** BEGIN READING TEXT **

Naylors Run is a 4.6 mi tributary of Cobbs Creek in Haverford and Upper Darby Township, Pennsylvania, United States.

==History and geographical features==
In 1975, a small dam was built near Naylors Run Park to help control flooding.

Naylors Run flows underground in Upper Darby from Sherbrook Boulevard to Walnut Park Drive, where it joins Cobbs Creek. Thousands of feet of Naylors Run were channeled into underground culverts to facilitate commercial and residential development in the filled land above the pipes. Naylors Run joins Cobbs Creek near 63rd st and Cedar Lane.

Naylors Run would normally be an intermittent stream, but it has become a perennially flowing stream because of the treated water discharged from the Havertown PCP Superfund water treatment facility.

==Havertown PCP superfund site pollution==
The Havertown PCP Superfund site severely polluted Naylors Run. National Wood Preservers (NWP) operated a wood preservation treatment plant at the intersection of Eagle Road and West Hillcrest Avenue in Havertown from 1947 to 1991. During its operations, chemicals used to treat wood and waste products were dumped into a well on the property. These chemicals fed directly into Naylors Run.

In 1962, the Pennsylvania Department of Health discovered pollution leaking into Naylors Run and attributed it to NWP's waste disposal practices after receiving complaints from local residents about an oily substance being discharged from a sewer pipe. Analysis of water samples from Naylors Creek measured pentachlorophenol (PCP) concentrations of 0.5 parts per million (ppm). Concentrations of PCP at 0.2 ppm are lethal to fish. The Environmental Protection Agency (EPA) ranked the Havertown PCP Superfund site the eighth worst cleanup project in the United States.

In 1976, the Environmental Protection Agency (EPA) initiated clean-up action under section 311 of the Clean Water Act. They installed filter fences to remove PCP contaminated oil from the surface water of Naylors Run. They sealed a sanitary sewer pipe and attempted to seal a storm sewer drain but contaminants continued to drain directly into Naylors Run.

From 1981 to 1983, the EPA conducted an investigation to determine the level of contamination of Naylors Run. It was believed that 90% of the PCP released into the stream had been absorbed into the sediment and could potentially act as a secondary source of contamination. At the EPA's recommendation, NWP posted signs along Naylors Run to warn about the health risks.

In 1987, the EPA tested samples from nine locations in Naylors Run and detected contaminants such as arsenic, benzo(a)anthracene, benzo(a)pyrene, dioxins, and PCP.

** END READING TEXT **
** BEGIN SUPPLIED RECORDS **

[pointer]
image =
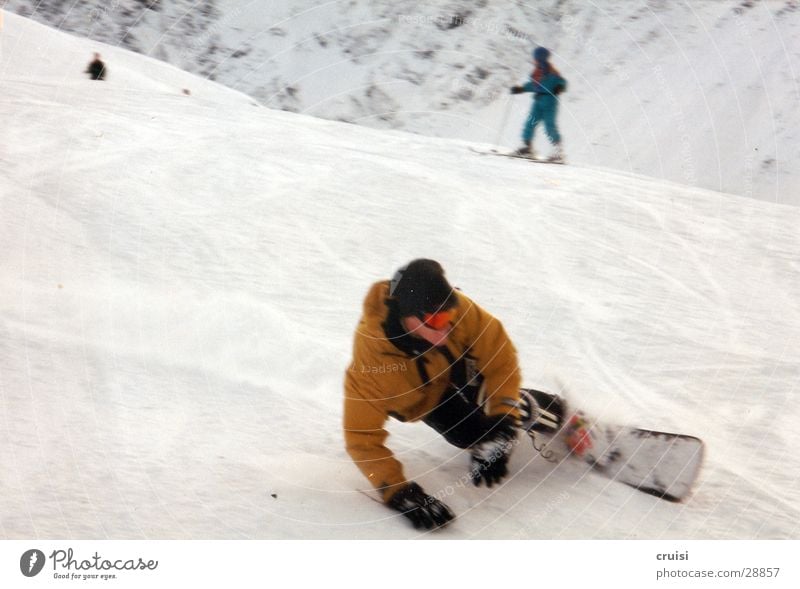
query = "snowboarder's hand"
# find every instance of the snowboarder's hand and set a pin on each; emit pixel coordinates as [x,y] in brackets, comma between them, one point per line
[490,456]
[423,510]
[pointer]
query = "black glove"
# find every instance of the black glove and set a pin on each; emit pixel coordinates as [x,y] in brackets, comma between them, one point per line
[490,455]
[423,510]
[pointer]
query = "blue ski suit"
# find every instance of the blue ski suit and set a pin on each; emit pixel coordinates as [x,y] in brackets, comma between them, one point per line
[545,102]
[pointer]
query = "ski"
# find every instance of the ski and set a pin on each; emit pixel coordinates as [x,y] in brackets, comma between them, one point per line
[515,156]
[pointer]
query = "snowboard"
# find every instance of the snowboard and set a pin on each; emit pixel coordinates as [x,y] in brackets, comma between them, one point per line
[665,465]
[513,155]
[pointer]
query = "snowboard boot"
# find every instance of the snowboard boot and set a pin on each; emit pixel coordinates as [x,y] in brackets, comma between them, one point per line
[577,435]
[525,151]
[557,156]
[541,412]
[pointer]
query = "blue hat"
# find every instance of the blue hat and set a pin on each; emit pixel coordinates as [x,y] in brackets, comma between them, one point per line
[541,54]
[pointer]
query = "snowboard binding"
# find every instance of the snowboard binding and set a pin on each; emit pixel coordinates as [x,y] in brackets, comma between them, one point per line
[541,413]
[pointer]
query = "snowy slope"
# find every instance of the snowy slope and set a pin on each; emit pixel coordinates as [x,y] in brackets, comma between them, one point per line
[702,92]
[182,276]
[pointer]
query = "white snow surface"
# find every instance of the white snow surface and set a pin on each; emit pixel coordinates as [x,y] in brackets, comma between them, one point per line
[182,276]
[701,92]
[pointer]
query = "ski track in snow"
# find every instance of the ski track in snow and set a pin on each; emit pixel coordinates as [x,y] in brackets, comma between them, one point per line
[183,276]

** END SUPPLIED RECORDS **

* [INSTRUCTIONS]:
[a] According to the Naylors Run text, where did National Wood Preservers operate its wood preservation plant?
[b] Using the Naylors Run text, explain why the stream flows all year instead of only intermittently.

* [SOLVED PROBLEMS]:
[a] The plant stood at the intersection of Eagle Road and West Hillcrest Avenue in Havertown.

[b] Naylors Run would normally be an intermittent stream. It has become perennially flowing because of the treated water discharged into it from the Havertown PCP Superfund water treatment facility.